Pointing entries for named objects
BEGIN
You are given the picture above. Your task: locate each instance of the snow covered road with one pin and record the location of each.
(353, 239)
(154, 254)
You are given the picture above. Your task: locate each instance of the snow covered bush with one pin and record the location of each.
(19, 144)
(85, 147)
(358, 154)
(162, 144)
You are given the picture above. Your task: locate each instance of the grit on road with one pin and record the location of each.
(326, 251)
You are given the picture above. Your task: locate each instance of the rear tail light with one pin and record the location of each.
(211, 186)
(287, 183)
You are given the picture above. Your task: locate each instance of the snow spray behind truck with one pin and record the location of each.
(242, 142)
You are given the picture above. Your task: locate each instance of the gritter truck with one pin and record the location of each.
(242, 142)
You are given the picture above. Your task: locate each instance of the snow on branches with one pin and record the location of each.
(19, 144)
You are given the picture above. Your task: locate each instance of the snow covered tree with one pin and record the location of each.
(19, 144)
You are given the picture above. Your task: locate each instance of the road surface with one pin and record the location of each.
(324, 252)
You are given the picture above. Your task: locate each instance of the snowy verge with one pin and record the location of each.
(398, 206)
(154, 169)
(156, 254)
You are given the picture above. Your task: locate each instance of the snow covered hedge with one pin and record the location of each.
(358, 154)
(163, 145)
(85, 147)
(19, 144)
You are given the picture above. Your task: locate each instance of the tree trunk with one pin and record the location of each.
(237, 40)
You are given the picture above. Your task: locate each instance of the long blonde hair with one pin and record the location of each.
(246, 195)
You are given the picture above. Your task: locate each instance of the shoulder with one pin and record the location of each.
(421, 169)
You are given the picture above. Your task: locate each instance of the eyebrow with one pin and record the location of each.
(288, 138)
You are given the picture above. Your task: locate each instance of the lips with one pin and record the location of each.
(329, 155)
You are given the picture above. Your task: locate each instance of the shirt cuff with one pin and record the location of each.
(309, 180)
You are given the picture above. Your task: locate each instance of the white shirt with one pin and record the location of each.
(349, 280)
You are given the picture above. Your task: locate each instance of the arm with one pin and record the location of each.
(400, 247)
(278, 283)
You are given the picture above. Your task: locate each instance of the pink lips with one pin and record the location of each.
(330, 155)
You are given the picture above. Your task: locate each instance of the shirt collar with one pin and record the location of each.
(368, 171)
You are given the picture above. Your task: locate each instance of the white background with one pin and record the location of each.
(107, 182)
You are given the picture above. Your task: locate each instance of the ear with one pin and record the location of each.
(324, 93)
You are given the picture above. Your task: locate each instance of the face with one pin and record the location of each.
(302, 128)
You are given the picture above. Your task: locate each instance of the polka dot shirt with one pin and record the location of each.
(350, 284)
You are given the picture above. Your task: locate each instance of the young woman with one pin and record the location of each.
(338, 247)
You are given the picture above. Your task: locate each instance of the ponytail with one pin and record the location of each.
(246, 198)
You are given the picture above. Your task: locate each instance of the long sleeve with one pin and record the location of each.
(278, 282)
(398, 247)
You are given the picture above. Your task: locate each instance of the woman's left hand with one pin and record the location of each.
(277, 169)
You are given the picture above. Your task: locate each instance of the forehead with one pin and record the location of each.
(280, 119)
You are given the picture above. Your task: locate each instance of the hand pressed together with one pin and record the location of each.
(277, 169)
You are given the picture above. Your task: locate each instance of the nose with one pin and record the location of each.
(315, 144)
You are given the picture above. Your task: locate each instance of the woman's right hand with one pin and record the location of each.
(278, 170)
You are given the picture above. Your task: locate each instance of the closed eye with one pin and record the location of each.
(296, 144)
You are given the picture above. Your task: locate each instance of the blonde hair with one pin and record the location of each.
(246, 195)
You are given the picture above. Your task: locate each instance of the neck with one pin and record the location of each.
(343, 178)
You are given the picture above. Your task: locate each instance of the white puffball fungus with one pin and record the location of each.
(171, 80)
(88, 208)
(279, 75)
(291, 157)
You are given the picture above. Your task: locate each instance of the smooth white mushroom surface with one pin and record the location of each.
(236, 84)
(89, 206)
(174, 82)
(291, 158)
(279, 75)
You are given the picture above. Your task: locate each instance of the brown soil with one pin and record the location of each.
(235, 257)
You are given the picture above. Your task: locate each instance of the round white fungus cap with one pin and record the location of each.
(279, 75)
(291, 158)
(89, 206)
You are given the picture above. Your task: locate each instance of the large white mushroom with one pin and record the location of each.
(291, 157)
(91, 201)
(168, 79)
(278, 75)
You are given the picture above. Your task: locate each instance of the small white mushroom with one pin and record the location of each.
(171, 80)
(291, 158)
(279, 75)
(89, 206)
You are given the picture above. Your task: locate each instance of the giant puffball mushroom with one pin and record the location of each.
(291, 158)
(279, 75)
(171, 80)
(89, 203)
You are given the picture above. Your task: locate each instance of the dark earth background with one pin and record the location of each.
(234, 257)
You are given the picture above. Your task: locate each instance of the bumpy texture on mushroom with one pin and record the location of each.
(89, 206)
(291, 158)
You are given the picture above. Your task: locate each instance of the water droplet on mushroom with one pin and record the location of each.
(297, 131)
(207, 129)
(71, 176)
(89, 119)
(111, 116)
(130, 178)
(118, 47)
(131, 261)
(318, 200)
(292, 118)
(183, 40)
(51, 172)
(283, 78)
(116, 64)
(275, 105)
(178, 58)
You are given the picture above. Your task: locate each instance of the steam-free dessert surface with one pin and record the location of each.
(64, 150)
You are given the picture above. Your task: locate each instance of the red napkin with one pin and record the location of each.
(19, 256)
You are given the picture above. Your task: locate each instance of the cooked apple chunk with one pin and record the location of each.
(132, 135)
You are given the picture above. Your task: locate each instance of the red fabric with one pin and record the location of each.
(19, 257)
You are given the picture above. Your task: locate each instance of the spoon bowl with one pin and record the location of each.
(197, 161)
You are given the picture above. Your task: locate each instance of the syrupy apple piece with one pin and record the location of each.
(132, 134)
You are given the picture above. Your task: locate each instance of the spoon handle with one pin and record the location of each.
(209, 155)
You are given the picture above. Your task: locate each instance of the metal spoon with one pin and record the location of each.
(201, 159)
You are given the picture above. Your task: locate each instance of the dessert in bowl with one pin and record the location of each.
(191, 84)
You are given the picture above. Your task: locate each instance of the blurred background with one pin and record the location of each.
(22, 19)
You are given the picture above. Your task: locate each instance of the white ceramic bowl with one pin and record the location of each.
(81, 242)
END
## JOB
Swap every "spoon" for "ladle" in the part of the rows that opens with the line containing "of the water" and closes at the end of the rows. Give those lines again with nothing else changed.

## TASK SOLUTION
You are given the picture above. Your task: locate each instance of the water droplet on mushroom with one pin and record the location of each.
(297, 131)
(207, 129)
(71, 176)
(89, 119)
(111, 116)
(130, 178)
(118, 47)
(131, 261)
(318, 200)
(292, 118)
(183, 40)
(51, 172)
(283, 78)
(116, 64)
(275, 105)
(178, 58)
You are given the picture above. Your task: locate each instance of the steam-free dessert surface with one pin and record the location of each.
(64, 150)
You are given the picture above. Your task: locate each instance of the red napkin with one pin and record the location of each.
(19, 256)
You are given the picture above. Your task: locate each instance of the cooked apple chunk with one pin and record the location of each.
(132, 135)
You are given the picture above. Your task: locate each instance of the red fabric with one pin and record the location of each.
(19, 257)
You are given the picture above. Your task: locate each instance of the ladle bowl with one pin and record the location of each.
(197, 161)
You are given the picture above. Your task: locate each instance of the syrupy apple piece with one pin and record the location of each.
(132, 134)
You are given the picture above. Your task: locate each instance of the ladle handle with one pin and record the location of each.
(209, 155)
You are given the picture above. Your task: locate each instance of the metal ladle with one pin and record the location of each.
(201, 159)
You are given the picture above. Your task: locate each instance of the dessert in bowl with one pin and record the location of each.
(191, 84)
You are given the picture above. Your task: locate each instance of the blurred background with one pin and record the location of each.
(22, 19)
You are given the picture above. Your task: locate each instance of the white ceramic bowl with one pin and record the location of each.
(81, 242)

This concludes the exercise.